Which lines in the records below mention the word "written"? Copy each one out.

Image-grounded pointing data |
________________________

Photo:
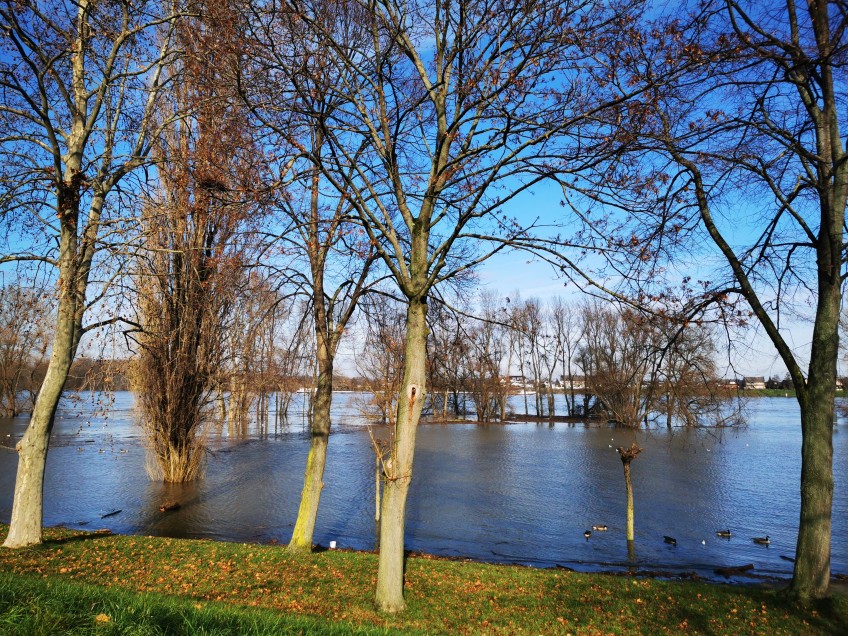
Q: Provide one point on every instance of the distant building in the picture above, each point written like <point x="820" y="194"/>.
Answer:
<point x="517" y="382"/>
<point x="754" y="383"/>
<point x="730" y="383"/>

________________________

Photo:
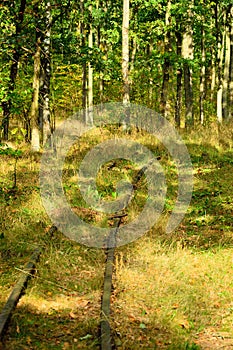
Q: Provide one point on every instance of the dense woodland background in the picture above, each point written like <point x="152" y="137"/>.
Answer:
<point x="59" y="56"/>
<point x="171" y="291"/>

________________________

Exercise result |
Q: Provide one point on every instance of the distant building in the picture above, each point written like <point x="820" y="194"/>.
Q: Provide one point on every instance of the dense woodland background in the picture above, each point written like <point x="152" y="137"/>.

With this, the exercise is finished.